:: TASK INPUT

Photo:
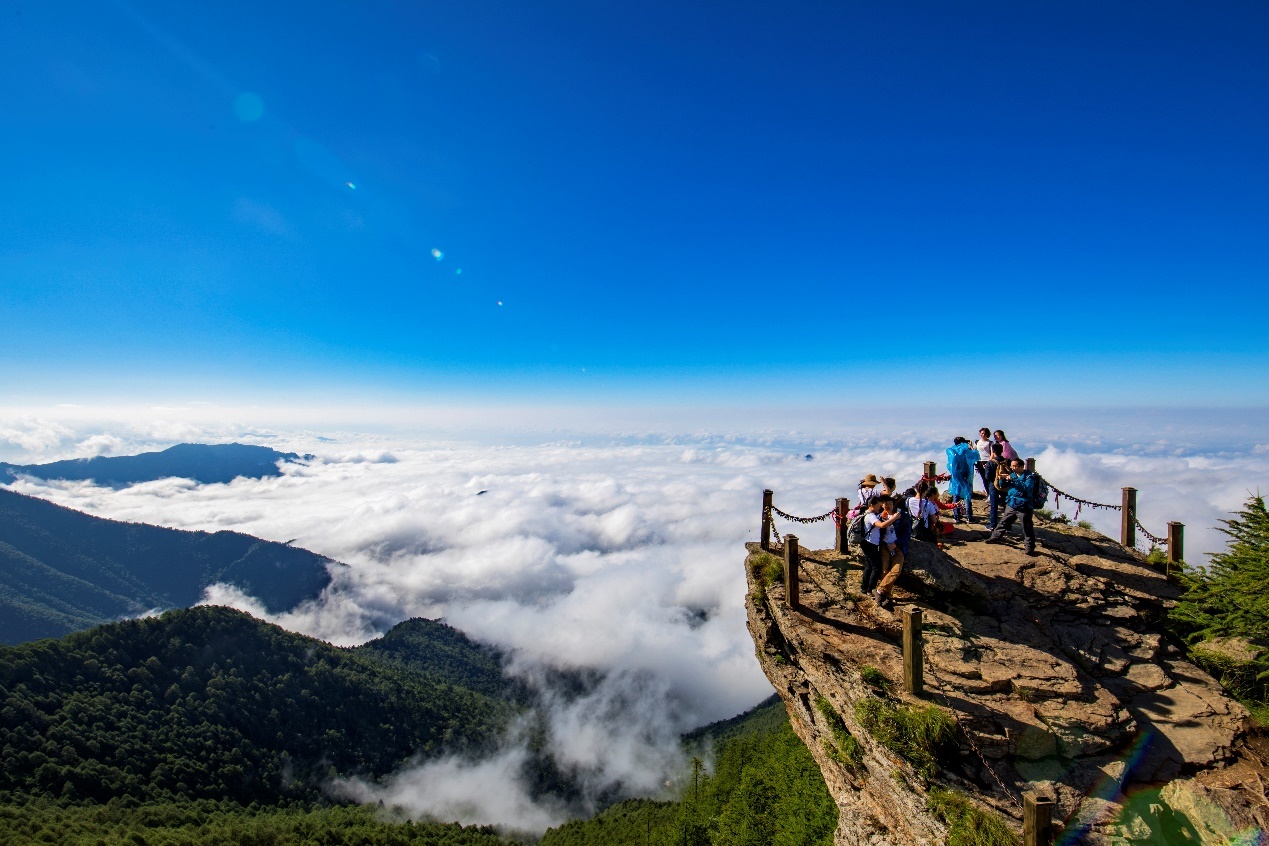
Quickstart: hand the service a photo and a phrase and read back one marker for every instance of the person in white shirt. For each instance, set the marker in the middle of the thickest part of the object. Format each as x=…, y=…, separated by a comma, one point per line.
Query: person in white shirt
x=923, y=511
x=891, y=556
x=874, y=527
x=867, y=488
x=984, y=447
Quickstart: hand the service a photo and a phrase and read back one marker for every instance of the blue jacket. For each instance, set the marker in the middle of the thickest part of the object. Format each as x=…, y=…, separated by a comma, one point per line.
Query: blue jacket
x=961, y=461
x=1022, y=487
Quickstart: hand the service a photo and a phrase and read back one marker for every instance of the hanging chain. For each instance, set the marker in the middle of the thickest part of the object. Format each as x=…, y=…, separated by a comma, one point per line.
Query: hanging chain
x=966, y=733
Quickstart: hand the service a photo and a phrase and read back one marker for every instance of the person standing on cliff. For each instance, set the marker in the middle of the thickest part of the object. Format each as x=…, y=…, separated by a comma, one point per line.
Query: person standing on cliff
x=874, y=528
x=1010, y=453
x=867, y=490
x=995, y=466
x=961, y=461
x=984, y=447
x=891, y=553
x=1019, y=488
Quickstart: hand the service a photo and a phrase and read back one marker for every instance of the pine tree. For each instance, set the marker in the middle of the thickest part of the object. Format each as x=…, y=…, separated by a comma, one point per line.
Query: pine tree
x=1230, y=599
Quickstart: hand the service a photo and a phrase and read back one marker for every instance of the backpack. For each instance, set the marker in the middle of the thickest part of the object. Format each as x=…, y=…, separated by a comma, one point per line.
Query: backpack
x=904, y=525
x=855, y=530
x=1039, y=491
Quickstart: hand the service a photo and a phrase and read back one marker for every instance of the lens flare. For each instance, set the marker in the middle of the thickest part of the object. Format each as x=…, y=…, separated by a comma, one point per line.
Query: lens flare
x=248, y=107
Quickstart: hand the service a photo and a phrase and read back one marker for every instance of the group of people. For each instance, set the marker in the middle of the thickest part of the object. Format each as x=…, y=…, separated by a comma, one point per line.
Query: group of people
x=885, y=521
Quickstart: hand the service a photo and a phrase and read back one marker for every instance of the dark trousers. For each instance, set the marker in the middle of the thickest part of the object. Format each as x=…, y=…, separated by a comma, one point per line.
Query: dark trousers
x=1012, y=514
x=872, y=566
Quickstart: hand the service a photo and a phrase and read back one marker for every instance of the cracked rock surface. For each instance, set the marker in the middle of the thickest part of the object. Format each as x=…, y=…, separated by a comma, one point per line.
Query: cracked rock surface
x=1056, y=671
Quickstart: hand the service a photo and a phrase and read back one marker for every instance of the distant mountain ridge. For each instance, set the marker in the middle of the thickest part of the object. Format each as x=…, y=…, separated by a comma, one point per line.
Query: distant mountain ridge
x=62, y=570
x=206, y=463
x=210, y=703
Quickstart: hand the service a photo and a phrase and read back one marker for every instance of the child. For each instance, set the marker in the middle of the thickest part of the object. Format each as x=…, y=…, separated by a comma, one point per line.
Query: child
x=891, y=554
x=874, y=524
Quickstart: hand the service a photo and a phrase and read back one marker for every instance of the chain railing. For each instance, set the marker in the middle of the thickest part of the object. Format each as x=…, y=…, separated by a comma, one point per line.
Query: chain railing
x=1058, y=495
x=1079, y=502
x=805, y=520
x=1154, y=539
x=966, y=732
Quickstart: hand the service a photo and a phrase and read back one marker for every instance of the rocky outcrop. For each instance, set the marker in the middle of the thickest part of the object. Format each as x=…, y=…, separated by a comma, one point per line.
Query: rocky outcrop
x=1058, y=677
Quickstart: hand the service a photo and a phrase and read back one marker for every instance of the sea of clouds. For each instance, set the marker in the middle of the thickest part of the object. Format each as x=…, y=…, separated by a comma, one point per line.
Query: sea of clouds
x=617, y=553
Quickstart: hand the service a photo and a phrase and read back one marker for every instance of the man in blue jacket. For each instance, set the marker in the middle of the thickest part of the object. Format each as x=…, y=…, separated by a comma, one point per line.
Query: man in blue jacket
x=1019, y=488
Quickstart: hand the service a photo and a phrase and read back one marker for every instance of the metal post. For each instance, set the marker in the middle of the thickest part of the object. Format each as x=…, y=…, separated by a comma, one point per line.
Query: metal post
x=1037, y=819
x=791, y=562
x=767, y=520
x=1127, y=514
x=1175, y=547
x=913, y=651
x=843, y=507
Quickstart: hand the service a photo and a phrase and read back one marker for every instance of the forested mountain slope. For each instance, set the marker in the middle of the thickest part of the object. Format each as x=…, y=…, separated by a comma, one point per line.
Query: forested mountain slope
x=206, y=463
x=763, y=788
x=62, y=570
x=212, y=703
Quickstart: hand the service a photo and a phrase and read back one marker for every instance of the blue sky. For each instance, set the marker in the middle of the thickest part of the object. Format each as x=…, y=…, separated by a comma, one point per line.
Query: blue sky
x=670, y=201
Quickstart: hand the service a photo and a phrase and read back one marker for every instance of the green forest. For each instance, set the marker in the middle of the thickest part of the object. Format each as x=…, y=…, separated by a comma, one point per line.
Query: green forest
x=764, y=789
x=66, y=571
x=1223, y=615
x=207, y=726
x=210, y=823
x=210, y=703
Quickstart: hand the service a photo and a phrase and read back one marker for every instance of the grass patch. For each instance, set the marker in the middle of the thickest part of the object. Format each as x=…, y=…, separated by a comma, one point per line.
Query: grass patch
x=1024, y=693
x=845, y=750
x=916, y=735
x=874, y=679
x=968, y=825
x=768, y=568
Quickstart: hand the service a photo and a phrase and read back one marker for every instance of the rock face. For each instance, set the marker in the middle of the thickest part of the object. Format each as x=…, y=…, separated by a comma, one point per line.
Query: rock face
x=1056, y=674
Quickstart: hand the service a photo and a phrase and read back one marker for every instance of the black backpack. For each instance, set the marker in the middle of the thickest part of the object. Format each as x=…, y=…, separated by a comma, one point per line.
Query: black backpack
x=855, y=530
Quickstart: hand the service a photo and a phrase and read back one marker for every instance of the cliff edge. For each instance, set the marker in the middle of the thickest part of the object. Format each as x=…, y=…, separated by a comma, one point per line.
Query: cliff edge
x=1047, y=675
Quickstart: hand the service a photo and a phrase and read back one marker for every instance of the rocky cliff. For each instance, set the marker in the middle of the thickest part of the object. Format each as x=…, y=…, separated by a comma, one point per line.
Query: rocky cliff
x=1047, y=675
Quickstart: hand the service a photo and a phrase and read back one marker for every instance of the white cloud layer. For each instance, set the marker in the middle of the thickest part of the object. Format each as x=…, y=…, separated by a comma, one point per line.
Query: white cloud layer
x=618, y=554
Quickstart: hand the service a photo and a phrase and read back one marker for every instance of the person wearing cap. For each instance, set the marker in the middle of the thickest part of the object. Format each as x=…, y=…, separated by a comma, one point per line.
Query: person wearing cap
x=1010, y=453
x=984, y=447
x=867, y=488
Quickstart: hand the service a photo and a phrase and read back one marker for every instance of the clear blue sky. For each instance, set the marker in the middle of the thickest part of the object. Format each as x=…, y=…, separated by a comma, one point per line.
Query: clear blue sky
x=679, y=198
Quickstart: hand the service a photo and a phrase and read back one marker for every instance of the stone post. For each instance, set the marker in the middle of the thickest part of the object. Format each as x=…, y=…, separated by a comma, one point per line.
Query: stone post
x=791, y=563
x=843, y=507
x=1037, y=819
x=1127, y=511
x=1175, y=548
x=767, y=520
x=913, y=651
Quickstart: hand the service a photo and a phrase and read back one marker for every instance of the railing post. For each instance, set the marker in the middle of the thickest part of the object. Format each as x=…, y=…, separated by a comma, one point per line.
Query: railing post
x=913, y=651
x=791, y=563
x=1175, y=547
x=1037, y=819
x=843, y=507
x=1127, y=511
x=767, y=520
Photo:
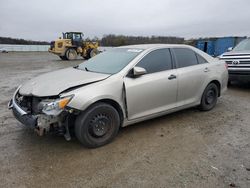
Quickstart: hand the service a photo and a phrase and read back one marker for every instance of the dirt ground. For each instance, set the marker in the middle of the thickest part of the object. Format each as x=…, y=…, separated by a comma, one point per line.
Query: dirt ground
x=185, y=149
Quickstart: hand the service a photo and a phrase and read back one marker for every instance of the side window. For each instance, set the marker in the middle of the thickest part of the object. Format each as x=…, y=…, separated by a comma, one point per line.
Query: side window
x=201, y=60
x=156, y=61
x=185, y=57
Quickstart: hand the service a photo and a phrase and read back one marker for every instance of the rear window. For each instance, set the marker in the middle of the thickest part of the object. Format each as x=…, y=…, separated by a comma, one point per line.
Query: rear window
x=185, y=57
x=156, y=61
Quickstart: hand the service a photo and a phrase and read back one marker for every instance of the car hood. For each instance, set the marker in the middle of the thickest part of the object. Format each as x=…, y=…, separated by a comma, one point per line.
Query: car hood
x=54, y=83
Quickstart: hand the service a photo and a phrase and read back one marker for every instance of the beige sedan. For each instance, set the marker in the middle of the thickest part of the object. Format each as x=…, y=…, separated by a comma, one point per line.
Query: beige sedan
x=117, y=88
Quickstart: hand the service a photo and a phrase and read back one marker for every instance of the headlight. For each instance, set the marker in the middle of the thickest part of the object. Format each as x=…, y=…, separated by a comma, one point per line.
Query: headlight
x=57, y=106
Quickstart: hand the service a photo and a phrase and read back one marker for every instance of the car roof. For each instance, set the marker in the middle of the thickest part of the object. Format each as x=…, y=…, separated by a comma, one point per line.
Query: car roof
x=150, y=46
x=155, y=46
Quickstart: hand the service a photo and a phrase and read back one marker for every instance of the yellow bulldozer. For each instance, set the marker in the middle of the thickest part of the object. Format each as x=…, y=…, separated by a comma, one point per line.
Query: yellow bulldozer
x=71, y=45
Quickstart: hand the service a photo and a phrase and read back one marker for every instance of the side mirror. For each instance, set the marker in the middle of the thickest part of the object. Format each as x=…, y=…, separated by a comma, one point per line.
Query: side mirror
x=138, y=71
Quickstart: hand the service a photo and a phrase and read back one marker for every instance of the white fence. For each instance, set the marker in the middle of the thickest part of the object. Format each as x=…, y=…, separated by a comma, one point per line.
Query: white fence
x=24, y=48
x=32, y=48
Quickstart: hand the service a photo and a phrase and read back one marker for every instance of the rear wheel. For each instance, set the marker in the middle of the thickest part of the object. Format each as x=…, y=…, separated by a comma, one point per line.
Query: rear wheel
x=209, y=97
x=71, y=54
x=97, y=126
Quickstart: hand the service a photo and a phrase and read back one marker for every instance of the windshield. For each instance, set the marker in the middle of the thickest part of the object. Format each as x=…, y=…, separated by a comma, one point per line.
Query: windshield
x=243, y=46
x=111, y=61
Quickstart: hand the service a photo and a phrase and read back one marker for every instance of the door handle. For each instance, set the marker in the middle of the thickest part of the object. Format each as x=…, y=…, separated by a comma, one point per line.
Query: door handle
x=171, y=77
x=206, y=69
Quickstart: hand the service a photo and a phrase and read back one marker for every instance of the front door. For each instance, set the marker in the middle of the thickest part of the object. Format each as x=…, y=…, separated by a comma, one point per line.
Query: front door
x=155, y=91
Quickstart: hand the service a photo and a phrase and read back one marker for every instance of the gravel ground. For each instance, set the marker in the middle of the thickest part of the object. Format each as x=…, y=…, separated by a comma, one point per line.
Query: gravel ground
x=184, y=149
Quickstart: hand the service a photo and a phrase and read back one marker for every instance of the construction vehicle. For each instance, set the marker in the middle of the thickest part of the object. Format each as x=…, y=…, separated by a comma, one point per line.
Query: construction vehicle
x=72, y=45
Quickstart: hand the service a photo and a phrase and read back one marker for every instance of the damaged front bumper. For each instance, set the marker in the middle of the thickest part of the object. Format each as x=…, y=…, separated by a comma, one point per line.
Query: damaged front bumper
x=41, y=123
x=22, y=116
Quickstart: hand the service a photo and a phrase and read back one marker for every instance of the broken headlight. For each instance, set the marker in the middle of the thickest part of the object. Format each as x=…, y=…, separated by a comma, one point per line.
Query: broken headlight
x=55, y=107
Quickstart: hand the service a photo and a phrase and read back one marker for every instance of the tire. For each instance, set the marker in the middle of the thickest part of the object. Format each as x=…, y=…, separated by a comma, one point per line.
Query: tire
x=209, y=97
x=98, y=125
x=71, y=54
x=63, y=58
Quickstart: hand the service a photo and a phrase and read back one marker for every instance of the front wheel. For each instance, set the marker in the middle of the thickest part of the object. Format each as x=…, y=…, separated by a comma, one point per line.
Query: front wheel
x=98, y=125
x=209, y=97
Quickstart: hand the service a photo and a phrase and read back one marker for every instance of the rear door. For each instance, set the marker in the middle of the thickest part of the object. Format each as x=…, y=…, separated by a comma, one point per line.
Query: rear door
x=155, y=91
x=193, y=71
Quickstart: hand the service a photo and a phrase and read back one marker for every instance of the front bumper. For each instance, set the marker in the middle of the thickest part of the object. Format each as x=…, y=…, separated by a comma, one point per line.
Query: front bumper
x=22, y=116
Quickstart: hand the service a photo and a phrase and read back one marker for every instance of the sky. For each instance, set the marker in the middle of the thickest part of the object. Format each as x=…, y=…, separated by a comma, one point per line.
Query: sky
x=46, y=19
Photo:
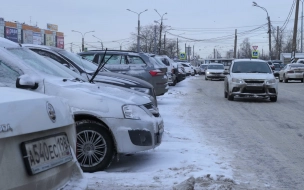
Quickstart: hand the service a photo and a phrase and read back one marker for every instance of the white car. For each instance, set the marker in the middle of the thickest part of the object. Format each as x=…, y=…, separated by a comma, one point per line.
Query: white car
x=109, y=120
x=250, y=78
x=37, y=141
x=215, y=71
x=292, y=71
x=188, y=68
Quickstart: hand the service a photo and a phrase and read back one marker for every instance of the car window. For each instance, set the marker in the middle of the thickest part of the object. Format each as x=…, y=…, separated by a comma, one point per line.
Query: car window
x=88, y=57
x=215, y=66
x=135, y=60
x=8, y=75
x=113, y=59
x=250, y=67
x=79, y=61
x=37, y=62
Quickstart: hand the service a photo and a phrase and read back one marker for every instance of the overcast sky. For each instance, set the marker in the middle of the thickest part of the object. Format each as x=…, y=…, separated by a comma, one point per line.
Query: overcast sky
x=197, y=19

::::

WHAT THIS TASK INVOLVES :: Please transcribe only the lines in the records above running from the line that has "Query: rocky outcrop" through the line that has "of the grass", both included, exactly as they appear.

REPLY TO THE TASK ::
Query: rocky outcrop
x=1058, y=677
Quickstart: hand the service a photo and a phrase and read back one marker for every instance of the sea of clouds. For each instance, set the marker in the middle of the thickest part of the object. Format each as x=…, y=…, separated by a comma, one point per line.
Query: sea of clouds
x=617, y=553
Quickstart: hand the service a photo and a phrase and read back one marker for every instance of the man in blue jacket. For each instance, set the marker in the middle of the thickest part of the object. Format each as x=…, y=…, separated by a comma, one point per line.
Query: man in blue jacket
x=1019, y=488
Quickstart: hand the service a photo and a phrase and read back one marker for every instance of the metal post. For each instance, set the marker in the middle of the thickest part of the object. Format each as x=…, y=…, separated by a comma, one point per line.
Query: metal post
x=1037, y=819
x=791, y=562
x=767, y=520
x=1127, y=514
x=1175, y=547
x=913, y=651
x=843, y=507
Quickstart: hand the service a photo and a phrase and read back one marker for every instance of the forested mountain slope. For each instance, set the marker in the middle of the thickest part of the object. Format each as x=…, y=…, separated by a comma, one point per line.
Query: forested mountain slope
x=206, y=463
x=763, y=788
x=62, y=570
x=212, y=703
Quickstart: hand the service a photo and a phrase and read back one marker for every instance of the blue sky. For each instance, set the marker in the middle of the thickest part of the object. Format each as x=…, y=…, separated by a comma, one point per line.
Query: blue sky
x=670, y=201
Quickstart: hand the service a photo and a phrase and read back one marker for every instance of the green forest. For each instance, set the marker in the middle of the thickest part of the object. Format each as x=…, y=…, separated by a comma, one point per line.
Query: green forest
x=764, y=789
x=66, y=571
x=1223, y=615
x=207, y=726
x=210, y=823
x=210, y=703
Quickstart: hand the service a photo and a phrase and read back one marker for every instance of the grass patch. For each instance, set the marker in the middle of the thickest part of the object. Format each as x=…, y=…, separated by a comma, one point per line.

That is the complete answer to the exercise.